__Exercise__. Transcribe the records below exactly.

--- start Input ---

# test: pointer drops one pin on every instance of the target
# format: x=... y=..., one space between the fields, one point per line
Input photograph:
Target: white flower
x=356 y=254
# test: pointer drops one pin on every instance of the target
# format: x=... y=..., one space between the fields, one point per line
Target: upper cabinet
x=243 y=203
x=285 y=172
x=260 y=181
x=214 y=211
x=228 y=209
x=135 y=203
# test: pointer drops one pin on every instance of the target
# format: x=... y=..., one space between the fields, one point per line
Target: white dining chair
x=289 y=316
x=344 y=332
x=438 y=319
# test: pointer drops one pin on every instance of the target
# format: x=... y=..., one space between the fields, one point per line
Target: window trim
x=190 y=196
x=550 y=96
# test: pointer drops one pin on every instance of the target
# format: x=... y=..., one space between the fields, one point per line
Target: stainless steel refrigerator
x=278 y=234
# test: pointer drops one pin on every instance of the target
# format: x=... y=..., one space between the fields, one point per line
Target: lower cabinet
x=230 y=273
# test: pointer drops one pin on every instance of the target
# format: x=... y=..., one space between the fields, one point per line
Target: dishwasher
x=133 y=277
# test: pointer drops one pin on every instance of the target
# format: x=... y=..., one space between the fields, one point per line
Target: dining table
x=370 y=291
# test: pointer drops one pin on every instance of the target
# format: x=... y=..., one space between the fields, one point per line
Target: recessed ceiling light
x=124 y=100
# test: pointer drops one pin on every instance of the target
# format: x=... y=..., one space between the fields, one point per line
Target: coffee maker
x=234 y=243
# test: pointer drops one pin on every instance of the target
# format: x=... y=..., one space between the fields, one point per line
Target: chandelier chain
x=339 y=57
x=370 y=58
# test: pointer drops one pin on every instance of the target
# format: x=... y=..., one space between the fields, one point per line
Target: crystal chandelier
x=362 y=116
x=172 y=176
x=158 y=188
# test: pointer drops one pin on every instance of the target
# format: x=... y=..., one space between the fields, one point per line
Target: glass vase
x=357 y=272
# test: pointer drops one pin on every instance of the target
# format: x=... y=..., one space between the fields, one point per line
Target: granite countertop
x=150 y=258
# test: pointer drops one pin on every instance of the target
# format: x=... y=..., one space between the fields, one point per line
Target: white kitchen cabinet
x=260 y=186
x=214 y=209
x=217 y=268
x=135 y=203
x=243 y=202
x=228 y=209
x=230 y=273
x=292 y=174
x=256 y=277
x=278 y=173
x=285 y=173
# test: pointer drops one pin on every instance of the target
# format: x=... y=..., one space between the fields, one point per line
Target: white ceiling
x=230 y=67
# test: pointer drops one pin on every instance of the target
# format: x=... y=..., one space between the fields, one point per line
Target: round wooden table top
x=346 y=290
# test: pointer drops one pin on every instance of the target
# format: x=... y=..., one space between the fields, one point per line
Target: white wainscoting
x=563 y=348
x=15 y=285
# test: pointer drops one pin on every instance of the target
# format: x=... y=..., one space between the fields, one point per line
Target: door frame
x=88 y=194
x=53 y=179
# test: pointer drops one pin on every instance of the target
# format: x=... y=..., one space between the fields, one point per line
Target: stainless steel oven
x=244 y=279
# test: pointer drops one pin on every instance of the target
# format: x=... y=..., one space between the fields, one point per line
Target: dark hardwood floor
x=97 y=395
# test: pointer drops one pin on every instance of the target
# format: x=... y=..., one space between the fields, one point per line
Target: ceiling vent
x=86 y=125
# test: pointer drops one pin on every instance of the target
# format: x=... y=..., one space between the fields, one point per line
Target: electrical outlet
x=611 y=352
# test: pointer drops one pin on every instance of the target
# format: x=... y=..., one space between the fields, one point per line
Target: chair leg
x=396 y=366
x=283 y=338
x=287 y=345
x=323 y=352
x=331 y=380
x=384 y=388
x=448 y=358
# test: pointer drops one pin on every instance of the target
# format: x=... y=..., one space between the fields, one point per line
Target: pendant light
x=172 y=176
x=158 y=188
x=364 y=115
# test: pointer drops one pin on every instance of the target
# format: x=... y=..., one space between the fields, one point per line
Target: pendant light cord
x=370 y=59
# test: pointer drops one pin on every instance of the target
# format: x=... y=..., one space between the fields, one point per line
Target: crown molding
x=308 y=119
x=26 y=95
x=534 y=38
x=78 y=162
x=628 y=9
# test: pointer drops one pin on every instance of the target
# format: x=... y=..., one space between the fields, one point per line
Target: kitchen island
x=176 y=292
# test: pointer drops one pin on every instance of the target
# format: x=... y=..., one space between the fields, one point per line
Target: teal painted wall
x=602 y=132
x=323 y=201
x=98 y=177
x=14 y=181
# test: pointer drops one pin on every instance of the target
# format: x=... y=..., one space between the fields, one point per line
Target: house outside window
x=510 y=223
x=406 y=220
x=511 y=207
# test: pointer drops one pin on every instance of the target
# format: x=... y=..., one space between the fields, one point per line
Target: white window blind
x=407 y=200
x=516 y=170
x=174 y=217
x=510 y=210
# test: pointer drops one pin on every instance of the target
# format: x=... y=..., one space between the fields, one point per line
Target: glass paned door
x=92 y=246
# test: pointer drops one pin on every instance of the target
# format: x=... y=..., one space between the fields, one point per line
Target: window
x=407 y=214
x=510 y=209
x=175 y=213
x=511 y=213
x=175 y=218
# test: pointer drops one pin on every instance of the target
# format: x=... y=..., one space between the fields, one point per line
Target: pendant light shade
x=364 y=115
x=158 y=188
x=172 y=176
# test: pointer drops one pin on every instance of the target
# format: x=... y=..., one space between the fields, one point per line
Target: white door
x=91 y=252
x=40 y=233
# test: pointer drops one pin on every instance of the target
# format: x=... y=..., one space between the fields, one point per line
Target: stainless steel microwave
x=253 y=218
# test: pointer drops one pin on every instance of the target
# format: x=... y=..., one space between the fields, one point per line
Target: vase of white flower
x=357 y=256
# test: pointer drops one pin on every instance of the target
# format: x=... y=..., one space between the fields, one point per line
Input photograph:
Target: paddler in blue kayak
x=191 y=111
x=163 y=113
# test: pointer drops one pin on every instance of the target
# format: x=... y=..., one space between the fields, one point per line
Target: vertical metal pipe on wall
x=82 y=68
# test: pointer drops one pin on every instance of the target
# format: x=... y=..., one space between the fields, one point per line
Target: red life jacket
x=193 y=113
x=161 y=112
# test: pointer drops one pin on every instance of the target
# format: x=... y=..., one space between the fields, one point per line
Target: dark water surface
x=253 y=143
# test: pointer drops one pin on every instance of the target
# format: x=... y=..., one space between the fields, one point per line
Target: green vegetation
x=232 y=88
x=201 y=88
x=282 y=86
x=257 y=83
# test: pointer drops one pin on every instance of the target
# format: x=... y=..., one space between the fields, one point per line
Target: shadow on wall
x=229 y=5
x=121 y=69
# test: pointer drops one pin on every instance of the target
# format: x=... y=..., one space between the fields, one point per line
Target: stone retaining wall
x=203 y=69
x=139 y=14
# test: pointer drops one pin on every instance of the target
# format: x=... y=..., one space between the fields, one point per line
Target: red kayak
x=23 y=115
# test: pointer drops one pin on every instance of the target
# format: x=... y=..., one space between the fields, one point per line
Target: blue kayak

--- end Input ---

__Exercise answer__.
# test: pointer drops one pin on every instance of the target
# format: x=... y=..., one space between the fields, one point per line
Input photograph:
Target: white flower
x=356 y=254
# test: pointer drops one pin on every instance of the target
# format: x=... y=..., one space between the fields, one point per line
Target: upper cabinet
x=243 y=203
x=285 y=172
x=260 y=181
x=214 y=211
x=228 y=209
x=135 y=203
# test: pointer drops one pin on every instance of the target
# format: x=... y=..., one space between the fields, one point per line
Target: white dining chair
x=289 y=316
x=344 y=332
x=438 y=319
# test: pointer drops one pin on every instance of the target
# format: x=... y=..., one space between the fields, one point per line
Target: window trim
x=190 y=196
x=550 y=96
# test: pointer drops one pin on every instance of the target
# format: x=... y=..., one space between the fields, one point per line
Target: stainless steel refrigerator
x=278 y=234
# test: pointer drops one pin on every instance of the target
# format: x=... y=..., one space between the fields, one point per line
Target: lower cabinet
x=230 y=273
# test: pointer drops one pin on every instance of the target
# format: x=... y=..., one space between the fields, one point per line
Target: dishwasher
x=133 y=277
# test: pointer drops one pin on every instance of the target
# format: x=... y=..., one space between the fields, one point per line
Target: dining table
x=370 y=291
# test: pointer drops one pin on every instance of the target
# format: x=... y=..., one space between the fields, one point per line
Target: recessed ceiling light
x=124 y=100
# test: pointer drops one pin on every instance of the target
# format: x=... y=..., one space between the fields, one point per line
Target: coffee maker
x=234 y=243
# test: pointer drops one pin on every instance of the target
# format: x=... y=..., one space between the fields, one point per line
Target: chandelier chain
x=339 y=57
x=370 y=58
# test: pointer drops one pin on every instance of the target
# format: x=... y=..., one space between the fields, one point per line
Target: crystal chandelier
x=362 y=116
x=172 y=176
x=158 y=188
# test: pointer drops one pin on every instance of the target
# format: x=... y=..., one space between the fields, one point per line
Target: glass vase
x=357 y=272
# test: pointer drops one pin on every instance of the target
# format: x=... y=..., one space between the fields, one point per line
Target: granite countertop
x=150 y=258
# test: pointer drops one pin on every instance of the target
# format: x=... y=..., one space between the fields, one point per line
Target: white kitchen cabinet
x=260 y=186
x=214 y=209
x=217 y=268
x=135 y=203
x=243 y=202
x=228 y=209
x=230 y=273
x=292 y=174
x=256 y=277
x=278 y=173
x=285 y=173
# test: pointer drops one pin on every instance of the target
# format: x=... y=..., one space between the fields, one point per line
Target: white ceiling
x=230 y=67
# test: pointer drops one pin on every instance of the target
# format: x=... y=..., one space between the fields, one point per line
Target: round wooden table top
x=346 y=290
# test: pointer drops one pin on every instance of the target
# format: x=... y=..., one space between the fields, one point per line
Target: white wainscoting
x=563 y=348
x=15 y=285
# test: pointer drops one pin on every instance of the target
# format: x=... y=..., one space between the fields, one point per line
Target: door frame
x=88 y=194
x=53 y=179
# test: pointer drops one pin on every instance of the target
# format: x=... y=..., one space between the fields, one point per line
Target: stainless steel oven
x=244 y=279
# test: pointer drops one pin on every instance of the target
# format: x=... y=..., one space between the fields, one point per line
Target: dark hardwood floor
x=97 y=395
# test: pointer drops one pin on every instance of the target
# format: x=... y=..., one space between the fields, one point per line
Target: ceiling vent
x=86 y=125
# test: pointer drops one pin on every instance of the target
# format: x=... y=..., one space between the fields, one point per line
Target: electrical outlet
x=611 y=352
# test: pointer drops one pin on every instance of the target
# format: x=... y=..., one space between the fields, one point per line
Target: chair leg
x=396 y=366
x=283 y=338
x=287 y=345
x=323 y=352
x=331 y=380
x=384 y=388
x=448 y=358
# test: pointer drops one pin on every instance of the target
# format: x=... y=..., one space between the fields, one point per line
Target: pendant light
x=172 y=176
x=158 y=188
x=364 y=115
# test: pointer drops one pin on every instance of the target
# format: x=... y=..., one space between the fields, one point per line
Target: pendant light cord
x=370 y=59
# test: pointer drops one pin on every instance of the target
# format: x=... y=..., one space between the fields, one point per line
Target: crown molding
x=308 y=119
x=26 y=95
x=534 y=38
x=78 y=162
x=628 y=9
# test: pointer drops one pin on every instance of the target
# format: x=... y=..., one space between the fields, one point per line
Target: kitchen island
x=176 y=292
# test: pointer drops one pin on every instance of the target
# format: x=... y=..., one space between the fields, one point per line
Target: teal painted wall
x=602 y=132
x=323 y=201
x=98 y=177
x=14 y=181
# test: pointer drops one pin on every instance of the target
# format: x=... y=..., one space between the fields, one point per line
Target: house outside window
x=510 y=223
x=406 y=220
x=511 y=207
# test: pointer drops one pin on every instance of the target
# format: x=... y=..., one space between the fields, one point per line
Target: white window blind
x=407 y=200
x=516 y=170
x=174 y=217
x=510 y=210
# test: pointer drops one pin on every instance of the target
# format: x=... y=..., one space between the fields, one point per line
Target: glass paned door
x=92 y=246
# test: pointer drops one pin on every instance of the target
# format: x=... y=..., one space between the fields, one point per line
Target: window
x=407 y=214
x=510 y=209
x=175 y=213
x=511 y=213
x=175 y=218
# test: pointer drops one pin on every instance of the target
# format: x=... y=..., one space between the fields, one point per line
Target: pendant light shade
x=364 y=115
x=158 y=188
x=172 y=176
# test: pointer drops one pin on every instance of the target
# format: x=... y=..., one space between the fields, one point per line
Target: white door
x=91 y=252
x=40 y=233
# test: pointer drops one pin on every instance of the target
# format: x=... y=..., one space between the fields, one point per line
Target: stainless steel microwave
x=253 y=218
# test: pointer drops one pin on every instance of the target
# format: x=... y=..., one space between the fields, one point per line
Target: vase of white flower
x=357 y=256
# test: pointer drops one pin on every instance of the target
# format: x=... y=..., one space between the fields, one point per line
Input photograph:
Target: paddler in blue kayak
x=191 y=111
x=163 y=113
# test: pointer drops one pin on every instance of the target
# format: x=... y=..., one space between the fields, one point per line
Target: vertical metal pipe on wall
x=82 y=68
# test: pointer drops one pin on every instance of the target
# format: x=... y=..., one space between the fields, one point per line
Target: red life jacket
x=193 y=113
x=161 y=112
# test: pointer drops one pin on every instance of the target
# format: x=... y=..., one space between the fields, one point per line
Target: dark water surface
x=253 y=143
# test: pointer drops one pin on every instance of the target
# format: x=... y=..., one space between the fields, one point per line
Target: green vegetation
x=232 y=88
x=201 y=88
x=282 y=86
x=257 y=83
# test: pointer drops one pin on every instance of the target
# format: x=... y=..., one space between the fields, one point per line
Target: shadow on wall
x=229 y=5
x=121 y=69
# test: pointer drops one pin on every instance of the target
# format: x=... y=..., one space between the fields, one point per line
Target: stone retaining wall
x=203 y=69
x=139 y=14
# test: pointer drops one pin on every instance of the target
# format: x=... y=..., one space between the fields, one point per line
Target: red kayak
x=23 y=115
# test: pointer drops one pin on every instance of the target
# format: x=... y=..., one space between the fields, one point per line
Target: blue kayak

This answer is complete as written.